Problem:
Check each line of the listing below for the string "hazy", and copy the ones that have it.

Records for the task:
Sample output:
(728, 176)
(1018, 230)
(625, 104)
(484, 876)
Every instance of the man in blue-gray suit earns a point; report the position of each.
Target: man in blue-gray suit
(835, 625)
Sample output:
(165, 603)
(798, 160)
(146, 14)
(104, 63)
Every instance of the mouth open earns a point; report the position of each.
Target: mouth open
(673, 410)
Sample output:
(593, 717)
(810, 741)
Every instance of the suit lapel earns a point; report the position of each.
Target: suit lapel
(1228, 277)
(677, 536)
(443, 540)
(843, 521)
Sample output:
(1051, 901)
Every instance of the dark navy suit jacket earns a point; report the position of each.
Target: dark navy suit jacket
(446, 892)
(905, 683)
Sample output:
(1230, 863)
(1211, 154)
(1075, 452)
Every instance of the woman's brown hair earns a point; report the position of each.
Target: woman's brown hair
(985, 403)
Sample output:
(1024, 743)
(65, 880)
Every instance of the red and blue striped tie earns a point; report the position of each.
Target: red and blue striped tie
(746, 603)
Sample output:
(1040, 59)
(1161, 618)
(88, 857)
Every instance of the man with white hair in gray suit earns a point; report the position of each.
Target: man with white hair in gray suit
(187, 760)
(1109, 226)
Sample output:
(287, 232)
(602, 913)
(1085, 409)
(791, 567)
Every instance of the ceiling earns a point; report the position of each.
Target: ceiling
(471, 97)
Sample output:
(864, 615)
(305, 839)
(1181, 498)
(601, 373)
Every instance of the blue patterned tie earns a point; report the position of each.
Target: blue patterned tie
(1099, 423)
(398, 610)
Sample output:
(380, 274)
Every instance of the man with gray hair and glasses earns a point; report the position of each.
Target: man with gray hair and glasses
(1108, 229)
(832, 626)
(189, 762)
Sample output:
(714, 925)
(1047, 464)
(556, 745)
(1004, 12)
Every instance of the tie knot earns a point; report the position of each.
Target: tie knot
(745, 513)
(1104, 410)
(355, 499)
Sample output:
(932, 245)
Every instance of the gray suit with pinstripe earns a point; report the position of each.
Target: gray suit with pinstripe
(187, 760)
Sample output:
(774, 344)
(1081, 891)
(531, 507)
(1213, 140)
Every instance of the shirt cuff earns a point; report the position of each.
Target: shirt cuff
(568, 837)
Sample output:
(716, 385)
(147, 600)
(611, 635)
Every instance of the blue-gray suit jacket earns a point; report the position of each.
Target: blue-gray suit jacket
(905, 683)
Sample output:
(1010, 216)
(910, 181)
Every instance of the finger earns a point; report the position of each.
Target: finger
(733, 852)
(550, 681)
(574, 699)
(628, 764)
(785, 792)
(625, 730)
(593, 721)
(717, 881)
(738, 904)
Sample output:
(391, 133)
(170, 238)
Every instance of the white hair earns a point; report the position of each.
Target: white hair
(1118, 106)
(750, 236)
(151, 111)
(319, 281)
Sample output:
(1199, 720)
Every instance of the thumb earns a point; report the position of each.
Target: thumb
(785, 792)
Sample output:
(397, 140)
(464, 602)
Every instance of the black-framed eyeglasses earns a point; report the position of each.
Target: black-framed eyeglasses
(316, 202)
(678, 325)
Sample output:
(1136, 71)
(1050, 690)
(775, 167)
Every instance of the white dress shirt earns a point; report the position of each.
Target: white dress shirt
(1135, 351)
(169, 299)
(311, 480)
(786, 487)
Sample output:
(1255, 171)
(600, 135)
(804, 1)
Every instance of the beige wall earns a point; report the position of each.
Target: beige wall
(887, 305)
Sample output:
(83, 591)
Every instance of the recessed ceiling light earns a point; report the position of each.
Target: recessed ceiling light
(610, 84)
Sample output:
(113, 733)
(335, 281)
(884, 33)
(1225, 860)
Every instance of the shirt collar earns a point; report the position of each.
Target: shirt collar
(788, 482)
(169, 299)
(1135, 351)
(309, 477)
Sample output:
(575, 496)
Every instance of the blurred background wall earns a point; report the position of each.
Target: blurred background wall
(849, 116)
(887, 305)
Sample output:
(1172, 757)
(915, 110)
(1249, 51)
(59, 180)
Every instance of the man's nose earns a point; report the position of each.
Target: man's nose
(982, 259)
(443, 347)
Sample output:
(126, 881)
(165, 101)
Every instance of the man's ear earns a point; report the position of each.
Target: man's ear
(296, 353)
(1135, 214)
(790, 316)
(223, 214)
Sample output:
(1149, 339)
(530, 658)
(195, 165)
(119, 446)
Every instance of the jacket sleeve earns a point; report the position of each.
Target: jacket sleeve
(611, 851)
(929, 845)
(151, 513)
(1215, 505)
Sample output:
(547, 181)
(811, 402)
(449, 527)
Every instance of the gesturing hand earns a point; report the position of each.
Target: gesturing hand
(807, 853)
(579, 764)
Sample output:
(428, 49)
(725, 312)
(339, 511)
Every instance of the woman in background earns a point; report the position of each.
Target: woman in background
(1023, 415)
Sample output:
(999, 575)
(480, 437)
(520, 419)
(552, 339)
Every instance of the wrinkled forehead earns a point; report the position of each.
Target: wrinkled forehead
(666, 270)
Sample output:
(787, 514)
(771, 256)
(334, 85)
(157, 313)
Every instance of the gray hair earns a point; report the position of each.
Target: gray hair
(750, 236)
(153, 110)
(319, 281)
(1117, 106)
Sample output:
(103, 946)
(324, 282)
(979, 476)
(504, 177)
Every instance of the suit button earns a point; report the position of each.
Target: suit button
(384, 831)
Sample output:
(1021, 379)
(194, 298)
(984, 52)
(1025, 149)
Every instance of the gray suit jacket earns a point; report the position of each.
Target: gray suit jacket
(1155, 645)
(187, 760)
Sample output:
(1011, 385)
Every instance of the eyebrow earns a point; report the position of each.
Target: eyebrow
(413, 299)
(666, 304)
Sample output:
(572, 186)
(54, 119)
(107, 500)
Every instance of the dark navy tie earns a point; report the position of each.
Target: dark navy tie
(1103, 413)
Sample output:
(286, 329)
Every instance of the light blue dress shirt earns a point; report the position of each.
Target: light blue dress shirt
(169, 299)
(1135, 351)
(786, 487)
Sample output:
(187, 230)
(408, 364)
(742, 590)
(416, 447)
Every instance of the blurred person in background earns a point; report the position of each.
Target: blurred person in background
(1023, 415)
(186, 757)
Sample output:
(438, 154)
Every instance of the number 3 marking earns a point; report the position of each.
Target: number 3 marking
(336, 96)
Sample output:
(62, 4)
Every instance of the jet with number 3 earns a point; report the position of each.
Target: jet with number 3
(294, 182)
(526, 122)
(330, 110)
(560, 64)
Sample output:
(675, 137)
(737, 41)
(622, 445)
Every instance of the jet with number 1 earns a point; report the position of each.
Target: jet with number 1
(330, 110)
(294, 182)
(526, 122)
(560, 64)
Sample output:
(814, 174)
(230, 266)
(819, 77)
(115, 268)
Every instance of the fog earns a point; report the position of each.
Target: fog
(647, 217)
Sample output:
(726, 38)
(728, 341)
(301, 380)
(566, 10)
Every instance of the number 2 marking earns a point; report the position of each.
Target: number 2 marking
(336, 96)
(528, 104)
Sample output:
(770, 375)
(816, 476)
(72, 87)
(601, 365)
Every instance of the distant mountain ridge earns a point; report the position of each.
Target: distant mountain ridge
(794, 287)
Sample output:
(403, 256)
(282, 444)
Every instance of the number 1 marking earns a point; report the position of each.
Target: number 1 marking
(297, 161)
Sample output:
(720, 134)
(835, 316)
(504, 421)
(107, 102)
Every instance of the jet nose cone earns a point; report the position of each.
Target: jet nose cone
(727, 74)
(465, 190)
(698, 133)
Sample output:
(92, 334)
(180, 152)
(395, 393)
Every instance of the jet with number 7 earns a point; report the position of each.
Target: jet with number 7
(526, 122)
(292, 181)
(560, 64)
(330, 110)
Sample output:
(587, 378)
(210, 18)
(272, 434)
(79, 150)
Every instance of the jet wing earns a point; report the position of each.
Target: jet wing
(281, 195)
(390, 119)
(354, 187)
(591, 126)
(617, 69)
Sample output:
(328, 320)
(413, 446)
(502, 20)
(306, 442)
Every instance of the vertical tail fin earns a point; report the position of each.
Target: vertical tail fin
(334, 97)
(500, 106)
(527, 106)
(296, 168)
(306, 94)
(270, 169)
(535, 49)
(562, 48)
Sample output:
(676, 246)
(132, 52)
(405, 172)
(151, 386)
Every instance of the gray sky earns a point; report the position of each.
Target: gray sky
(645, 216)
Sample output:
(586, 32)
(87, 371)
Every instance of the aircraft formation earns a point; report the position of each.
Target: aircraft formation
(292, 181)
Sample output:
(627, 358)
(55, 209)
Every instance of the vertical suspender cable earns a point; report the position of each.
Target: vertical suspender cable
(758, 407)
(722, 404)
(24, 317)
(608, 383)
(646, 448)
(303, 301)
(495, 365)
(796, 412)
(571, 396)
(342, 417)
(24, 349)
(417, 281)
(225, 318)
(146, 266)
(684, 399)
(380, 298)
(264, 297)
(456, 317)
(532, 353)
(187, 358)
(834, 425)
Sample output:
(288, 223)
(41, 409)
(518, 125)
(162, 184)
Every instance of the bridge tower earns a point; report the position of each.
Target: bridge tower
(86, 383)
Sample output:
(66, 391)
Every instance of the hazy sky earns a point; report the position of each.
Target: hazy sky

Expected answer:
Every instance of the hazy sky earns a point; report the position of each.
Target: hazy sky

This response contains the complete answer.